• **Exercise material**:

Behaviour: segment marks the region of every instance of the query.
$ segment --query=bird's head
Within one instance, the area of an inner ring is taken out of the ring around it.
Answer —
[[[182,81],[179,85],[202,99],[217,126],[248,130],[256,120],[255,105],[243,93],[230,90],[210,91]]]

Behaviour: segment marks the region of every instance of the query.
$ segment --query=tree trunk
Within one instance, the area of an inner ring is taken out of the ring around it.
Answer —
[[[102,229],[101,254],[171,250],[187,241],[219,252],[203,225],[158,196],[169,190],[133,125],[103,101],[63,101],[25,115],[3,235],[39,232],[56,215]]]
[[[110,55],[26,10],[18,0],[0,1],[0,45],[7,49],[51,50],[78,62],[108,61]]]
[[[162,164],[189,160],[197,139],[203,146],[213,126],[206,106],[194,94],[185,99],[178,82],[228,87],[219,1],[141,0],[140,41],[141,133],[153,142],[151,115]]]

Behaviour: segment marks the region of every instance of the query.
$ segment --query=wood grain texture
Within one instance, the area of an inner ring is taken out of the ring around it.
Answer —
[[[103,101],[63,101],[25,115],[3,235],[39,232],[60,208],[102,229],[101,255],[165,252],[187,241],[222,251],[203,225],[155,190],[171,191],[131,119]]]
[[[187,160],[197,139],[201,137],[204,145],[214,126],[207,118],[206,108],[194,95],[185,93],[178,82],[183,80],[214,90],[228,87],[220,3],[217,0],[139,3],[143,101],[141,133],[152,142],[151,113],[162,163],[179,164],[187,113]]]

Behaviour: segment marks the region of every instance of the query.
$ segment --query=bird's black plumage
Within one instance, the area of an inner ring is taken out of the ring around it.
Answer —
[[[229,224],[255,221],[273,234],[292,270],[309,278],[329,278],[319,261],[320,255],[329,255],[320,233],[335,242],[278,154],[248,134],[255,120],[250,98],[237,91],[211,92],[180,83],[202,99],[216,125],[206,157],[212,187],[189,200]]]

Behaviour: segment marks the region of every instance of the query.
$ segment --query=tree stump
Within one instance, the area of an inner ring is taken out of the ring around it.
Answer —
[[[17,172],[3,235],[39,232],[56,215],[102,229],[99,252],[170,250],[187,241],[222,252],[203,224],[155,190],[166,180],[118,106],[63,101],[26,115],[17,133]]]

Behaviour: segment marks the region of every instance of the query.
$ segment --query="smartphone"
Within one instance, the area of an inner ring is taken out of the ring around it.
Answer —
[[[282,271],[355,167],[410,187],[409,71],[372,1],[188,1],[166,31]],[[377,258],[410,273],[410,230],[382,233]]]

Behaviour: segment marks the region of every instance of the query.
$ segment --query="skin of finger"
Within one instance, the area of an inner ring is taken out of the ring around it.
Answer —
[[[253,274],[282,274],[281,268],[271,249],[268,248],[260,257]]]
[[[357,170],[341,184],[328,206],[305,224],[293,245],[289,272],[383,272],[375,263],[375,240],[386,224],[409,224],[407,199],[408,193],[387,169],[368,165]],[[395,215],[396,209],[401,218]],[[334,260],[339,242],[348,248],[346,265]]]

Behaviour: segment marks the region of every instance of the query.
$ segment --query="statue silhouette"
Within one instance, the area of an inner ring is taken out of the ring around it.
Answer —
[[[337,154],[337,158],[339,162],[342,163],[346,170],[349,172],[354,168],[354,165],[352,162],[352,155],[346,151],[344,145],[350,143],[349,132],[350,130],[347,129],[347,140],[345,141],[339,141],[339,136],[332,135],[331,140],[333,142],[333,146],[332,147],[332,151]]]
* * *
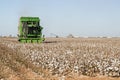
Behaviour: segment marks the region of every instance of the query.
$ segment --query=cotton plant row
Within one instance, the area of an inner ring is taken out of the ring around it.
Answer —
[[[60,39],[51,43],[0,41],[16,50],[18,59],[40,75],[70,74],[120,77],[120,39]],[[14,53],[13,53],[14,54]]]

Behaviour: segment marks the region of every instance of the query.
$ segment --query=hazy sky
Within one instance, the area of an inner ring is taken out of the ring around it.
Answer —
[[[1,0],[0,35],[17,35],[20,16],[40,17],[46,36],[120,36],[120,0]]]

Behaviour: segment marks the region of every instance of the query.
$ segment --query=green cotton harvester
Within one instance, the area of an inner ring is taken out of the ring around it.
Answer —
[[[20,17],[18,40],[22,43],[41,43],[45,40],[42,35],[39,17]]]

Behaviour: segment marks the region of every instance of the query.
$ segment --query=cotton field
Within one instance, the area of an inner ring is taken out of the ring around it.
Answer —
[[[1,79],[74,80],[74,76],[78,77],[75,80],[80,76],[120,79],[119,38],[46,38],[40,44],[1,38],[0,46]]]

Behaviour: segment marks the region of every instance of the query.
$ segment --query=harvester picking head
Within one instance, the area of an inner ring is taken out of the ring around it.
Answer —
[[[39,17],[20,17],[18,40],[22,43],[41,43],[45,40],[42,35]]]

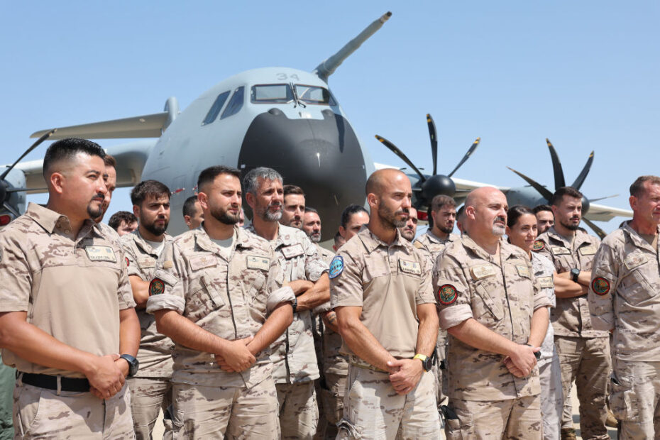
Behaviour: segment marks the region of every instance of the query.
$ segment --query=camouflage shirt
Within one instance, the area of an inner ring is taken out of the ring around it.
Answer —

• **Work required**:
Gather every line from the items above that contains the word "head".

• **Exercise result**:
$ segment --query=bird's head
$ segment --query=harvester picking head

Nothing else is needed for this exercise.